Your instructions: Return all of the entries below exactly as they are given.

Data in this exercise:
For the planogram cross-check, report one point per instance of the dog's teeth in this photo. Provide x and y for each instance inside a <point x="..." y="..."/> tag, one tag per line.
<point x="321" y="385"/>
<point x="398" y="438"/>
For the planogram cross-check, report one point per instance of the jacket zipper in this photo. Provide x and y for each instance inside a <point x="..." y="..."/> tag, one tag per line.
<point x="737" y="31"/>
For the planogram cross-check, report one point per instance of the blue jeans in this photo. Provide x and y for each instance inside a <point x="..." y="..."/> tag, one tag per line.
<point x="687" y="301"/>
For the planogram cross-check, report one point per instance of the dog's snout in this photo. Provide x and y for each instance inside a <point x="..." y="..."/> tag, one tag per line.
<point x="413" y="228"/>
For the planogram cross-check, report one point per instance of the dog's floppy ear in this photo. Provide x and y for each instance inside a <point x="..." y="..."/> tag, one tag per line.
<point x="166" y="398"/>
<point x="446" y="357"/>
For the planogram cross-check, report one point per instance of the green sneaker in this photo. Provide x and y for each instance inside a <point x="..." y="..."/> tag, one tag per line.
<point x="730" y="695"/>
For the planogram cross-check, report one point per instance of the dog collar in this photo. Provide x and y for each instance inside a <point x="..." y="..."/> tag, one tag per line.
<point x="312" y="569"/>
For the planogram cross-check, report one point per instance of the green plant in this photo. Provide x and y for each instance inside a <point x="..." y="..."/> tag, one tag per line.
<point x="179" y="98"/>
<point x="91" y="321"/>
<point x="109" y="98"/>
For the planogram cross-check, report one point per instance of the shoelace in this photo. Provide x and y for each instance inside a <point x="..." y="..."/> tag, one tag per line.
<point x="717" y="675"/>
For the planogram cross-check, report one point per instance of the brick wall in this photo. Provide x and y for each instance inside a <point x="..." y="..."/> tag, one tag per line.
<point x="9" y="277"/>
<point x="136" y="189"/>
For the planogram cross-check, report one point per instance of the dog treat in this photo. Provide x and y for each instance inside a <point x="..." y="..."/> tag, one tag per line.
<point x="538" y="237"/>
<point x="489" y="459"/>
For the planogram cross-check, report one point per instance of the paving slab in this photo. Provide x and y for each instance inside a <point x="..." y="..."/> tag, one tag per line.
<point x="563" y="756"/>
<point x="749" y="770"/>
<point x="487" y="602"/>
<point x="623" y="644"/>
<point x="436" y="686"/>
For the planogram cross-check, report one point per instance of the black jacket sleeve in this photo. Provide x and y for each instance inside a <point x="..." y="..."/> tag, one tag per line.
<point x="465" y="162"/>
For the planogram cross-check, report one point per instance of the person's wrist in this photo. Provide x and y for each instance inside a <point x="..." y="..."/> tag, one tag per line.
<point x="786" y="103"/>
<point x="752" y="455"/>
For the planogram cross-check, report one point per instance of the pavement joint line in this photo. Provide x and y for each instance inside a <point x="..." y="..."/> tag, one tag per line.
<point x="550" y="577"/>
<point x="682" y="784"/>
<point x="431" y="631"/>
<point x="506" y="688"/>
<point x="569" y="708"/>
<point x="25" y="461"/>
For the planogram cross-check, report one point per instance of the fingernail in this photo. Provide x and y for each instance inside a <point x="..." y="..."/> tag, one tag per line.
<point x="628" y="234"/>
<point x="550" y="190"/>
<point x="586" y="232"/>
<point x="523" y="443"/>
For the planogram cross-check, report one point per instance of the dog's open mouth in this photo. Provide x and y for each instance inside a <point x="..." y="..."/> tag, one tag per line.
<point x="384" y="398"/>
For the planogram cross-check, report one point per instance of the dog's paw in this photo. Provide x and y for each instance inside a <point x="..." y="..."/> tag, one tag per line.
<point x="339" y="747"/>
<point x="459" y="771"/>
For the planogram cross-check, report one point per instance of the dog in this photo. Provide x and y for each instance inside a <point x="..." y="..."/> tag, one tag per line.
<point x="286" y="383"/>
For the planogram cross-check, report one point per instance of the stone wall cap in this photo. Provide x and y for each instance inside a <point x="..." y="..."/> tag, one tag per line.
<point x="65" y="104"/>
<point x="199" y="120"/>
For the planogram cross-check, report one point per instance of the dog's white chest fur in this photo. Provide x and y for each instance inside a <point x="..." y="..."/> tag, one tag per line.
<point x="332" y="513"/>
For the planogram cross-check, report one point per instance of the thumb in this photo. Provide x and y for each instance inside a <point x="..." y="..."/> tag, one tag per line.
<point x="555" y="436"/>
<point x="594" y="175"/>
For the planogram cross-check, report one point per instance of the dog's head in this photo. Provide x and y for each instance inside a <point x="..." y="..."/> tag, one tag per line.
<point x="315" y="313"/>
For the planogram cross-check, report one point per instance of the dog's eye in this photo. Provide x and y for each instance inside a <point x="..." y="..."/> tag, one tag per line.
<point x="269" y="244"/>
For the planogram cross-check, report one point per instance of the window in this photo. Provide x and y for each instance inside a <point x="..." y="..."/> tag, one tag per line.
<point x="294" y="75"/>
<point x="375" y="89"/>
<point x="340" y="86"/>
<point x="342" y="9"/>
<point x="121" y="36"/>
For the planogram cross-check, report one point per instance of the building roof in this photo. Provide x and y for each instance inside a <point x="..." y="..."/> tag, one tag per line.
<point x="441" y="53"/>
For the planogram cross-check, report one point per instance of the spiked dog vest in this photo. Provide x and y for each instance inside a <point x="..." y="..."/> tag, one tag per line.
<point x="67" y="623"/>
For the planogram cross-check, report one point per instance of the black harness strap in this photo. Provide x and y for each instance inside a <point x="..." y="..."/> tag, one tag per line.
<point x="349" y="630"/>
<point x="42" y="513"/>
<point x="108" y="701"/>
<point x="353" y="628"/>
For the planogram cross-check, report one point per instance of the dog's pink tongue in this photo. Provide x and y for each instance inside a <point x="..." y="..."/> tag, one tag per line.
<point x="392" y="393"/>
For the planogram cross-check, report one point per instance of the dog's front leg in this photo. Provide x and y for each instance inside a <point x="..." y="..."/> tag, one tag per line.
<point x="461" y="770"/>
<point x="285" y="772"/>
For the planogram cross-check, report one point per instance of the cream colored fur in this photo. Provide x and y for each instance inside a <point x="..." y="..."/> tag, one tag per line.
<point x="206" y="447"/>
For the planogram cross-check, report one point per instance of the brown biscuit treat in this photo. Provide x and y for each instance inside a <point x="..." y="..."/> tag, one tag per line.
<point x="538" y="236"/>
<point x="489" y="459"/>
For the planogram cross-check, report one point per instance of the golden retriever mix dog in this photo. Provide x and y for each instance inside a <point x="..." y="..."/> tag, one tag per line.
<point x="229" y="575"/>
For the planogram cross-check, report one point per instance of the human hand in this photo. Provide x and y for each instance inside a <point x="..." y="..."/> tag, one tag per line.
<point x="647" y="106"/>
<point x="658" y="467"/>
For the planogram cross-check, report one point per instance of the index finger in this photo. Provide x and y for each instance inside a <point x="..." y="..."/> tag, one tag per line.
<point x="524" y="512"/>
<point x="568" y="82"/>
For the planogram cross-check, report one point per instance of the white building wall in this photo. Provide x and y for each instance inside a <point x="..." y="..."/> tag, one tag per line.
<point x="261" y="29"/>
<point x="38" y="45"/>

Expected output:
For the planogram cross-check, report one point per instance of the dog's teeth in this photo. Provide x and y for each instance inside a <point x="..." y="..."/> tag, one tag per line.
<point x="321" y="385"/>
<point x="398" y="438"/>
For the planogram cross-check, report one point per instance of the jacket zipper in this photo. Provide x and y for each instance inside a <point x="..." y="..."/> tag, one tag per line.
<point x="737" y="31"/>
For the planogram cross-check, report one point per instance of the blue jeans in this photo. Provide x and y for each instance inside a <point x="..." y="..."/> tag, one tag per line.
<point x="687" y="301"/>
For the planogram cross-check, report one point per instance of the dog's snout in this photo. Provide x and y for each instance inside a <point x="..." y="..."/> tag, one tag per line.
<point x="413" y="228"/>
For the planogram cross-check, report one point per instance of the dog's floppy ear in this photo. Provide x and y for each instance inside a <point x="..." y="..."/> tag, one tag per line.
<point x="166" y="398"/>
<point x="446" y="357"/>
For the planogram cross-check, report one point per instance of the green sneaker in this photo. Provide x and y for each instance inside a <point x="..." y="..."/> tag, one tag per line.
<point x="730" y="695"/>
For the planogram cross-check, report one point per instance of the dog collar in this photo. Provide x and y for each instance inside a <point x="..." y="..."/> tag, one tag per line.
<point x="312" y="569"/>
For the planogram cross-check, report one point per instance of the green plant in this photo. Provide x and y for each instance inside a <point x="..." y="..."/> tag, one tag per line.
<point x="179" y="98"/>
<point x="91" y="321"/>
<point x="109" y="98"/>
For the planogram cross-check, report one point per instance of the shoelace in this photo. Provide x and y for each instance inside a <point x="..." y="..."/> tag, one tag per line.
<point x="717" y="675"/>
For the planogram cross-check, report one point per instance of the brick wall in this photo. Provide x and y for each instance inside a <point x="..." y="..."/> tag, one tag per line.
<point x="9" y="277"/>
<point x="136" y="189"/>
For the planogram cross-check, report one point per instance of the dog treat in this photo. Provide x and y for each instance inside a <point x="..." y="..."/> tag, one tag per line.
<point x="538" y="237"/>
<point x="489" y="459"/>
For the planogram cross-check, report one point per instance of the paving slab in this photo. Provide x and y for each instance inside a <point x="..." y="..."/> tag, one tag per line.
<point x="563" y="756"/>
<point x="749" y="770"/>
<point x="487" y="602"/>
<point x="623" y="644"/>
<point x="436" y="686"/>
For the planogram cross-check, report one point per instance of the black jacket sleeve in this photo. Provide x and y for each instance inside a <point x="..." y="..."/> tag, one tag per line.
<point x="465" y="162"/>
For the planogram cross-check, report one point per instance of the person's wrist in this photo. Provide x and y for each instance inside a <point x="..." y="..."/> tag, one tag per line.
<point x="786" y="103"/>
<point x="752" y="455"/>
For the planogram cross-check, report one point per instance of the pavement joint line in this photo. Provide x and y for each instance inside a <point x="..." y="..."/> tag, one tag per line.
<point x="550" y="577"/>
<point x="682" y="784"/>
<point x="431" y="631"/>
<point x="506" y="688"/>
<point x="569" y="708"/>
<point x="25" y="461"/>
For the planogram cross-check, report one point per instance of the fingernail in this photo. Provide x and y for each instance inside a <point x="..." y="..."/> tag, one tag per line.
<point x="628" y="234"/>
<point x="550" y="190"/>
<point x="586" y="232"/>
<point x="523" y="443"/>
For the planogram cross-check, report one point per instance of the dog's open mouth in this photo. Provide x and y for each instance inside a <point x="..." y="..."/> tag, one tag per line.
<point x="384" y="398"/>
For the planogram cross-check, report one point per instance of the dog's paw in this photo. Provide x and y for each instance inside a <point x="..." y="..."/> tag, one tag per line.
<point x="339" y="747"/>
<point x="459" y="771"/>
For the planogram cross-check, report one point per instance of the dog in this photo. Provide x and y for each instance inside a <point x="..." y="..."/> tag, one tag per line.
<point x="286" y="383"/>
For the planogram cross-check, report one point per instance of the stone wall cap in this photo. Provide x and y for each instance inside a <point x="..." y="..."/> tag, one tag per line.
<point x="65" y="104"/>
<point x="199" y="120"/>
For the planogram cross-check, report one point per instance of the dog's white chest fur in this photo. Provide x and y for each instance inside a <point x="..." y="..."/> tag, one tag per line.
<point x="332" y="513"/>
For the planogram cross-check, report one point per instance of the thumb in this photo. Provide x and y for each instance inside a <point x="..." y="..."/> tag, one tag per line.
<point x="555" y="436"/>
<point x="594" y="175"/>
For the planogram cross-check, report one point per instance of the dog's head in this photo. Provide x and y for each instance inside a <point x="..." y="..."/> tag, one tag per line.
<point x="315" y="313"/>
For the planogram cross-check, report one point per instance of the dog's eye in this photo. Provide x and y for each instance inside a <point x="..." y="..."/> tag, one tag per line.
<point x="269" y="244"/>
For the planogram cross-check, report one point per instance of the window in this photo. Provide x and y for each instance inside a <point x="..." y="..."/> tag, one tag per line.
<point x="294" y="75"/>
<point x="375" y="89"/>
<point x="340" y="86"/>
<point x="342" y="9"/>
<point x="121" y="36"/>
For the planogram cross-check, report one point per instance of the building roof in this photo. Provide x and y for each instance inside a <point x="..." y="..."/> tag, one tag per line.
<point x="441" y="53"/>
For the planogram cross-check, report one point per instance of the spiked dog vest in this photo. Provide x and y for each instance inside a <point x="..." y="..."/> tag, one tag per line.
<point x="67" y="623"/>
For the planogram cross-check, report one point per instance of the black harness strap in this photo. Provide x and y for each instance inside a <point x="..." y="..."/> tag, one tag per line.
<point x="349" y="630"/>
<point x="42" y="513"/>
<point x="108" y="701"/>
<point x="353" y="628"/>
For the planogram cross-check, report one point per instance of the dog's pink tongue in this photo. Provide x and y for each instance inside a <point x="..." y="..."/> tag, one tag per line.
<point x="392" y="393"/>
For the planogram cross-check, report one point per instance of the dog's front leg in this photo. Provide x and y for each instance inside a <point x="..." y="..."/> tag, one tag per line.
<point x="461" y="770"/>
<point x="285" y="772"/>
For the planogram cross-check, report one point per instance of the cream colored fur in this photo. Provide x and y for each instance inside a <point x="..." y="..."/> tag, one tag per line.
<point x="206" y="447"/>
For the planogram cross-check, report one point per instance of the brown biscuit treat in this photo. Provide x and y for each instance inside a <point x="..." y="..."/> tag, one tag per line.
<point x="538" y="236"/>
<point x="489" y="459"/>
For the planogram cross-check, report one point per instance of the golden retriever mix dog in this photo. Provide x and y for each instance inside a <point x="..." y="..."/> tag, one tag per line.
<point x="229" y="575"/>
For the planogram cross-check, report one point per instance of the human hand in this photo. Provide x and y for each instance inside a <point x="..." y="..."/> tag, one tag per line.
<point x="647" y="106"/>
<point x="658" y="467"/>
For the planogram cross-check, report one point per instance of the index finger in this photo. Provide x and y for each instance inside a <point x="..." y="..."/> tag, one tag per line.
<point x="524" y="512"/>
<point x="568" y="82"/>
For the planogram cross-check, report one point per instance of the white building wall in this photo. Provide x and y for each instance inside a <point x="..." y="..."/> tag, one tag per line.
<point x="261" y="29"/>
<point x="38" y="45"/>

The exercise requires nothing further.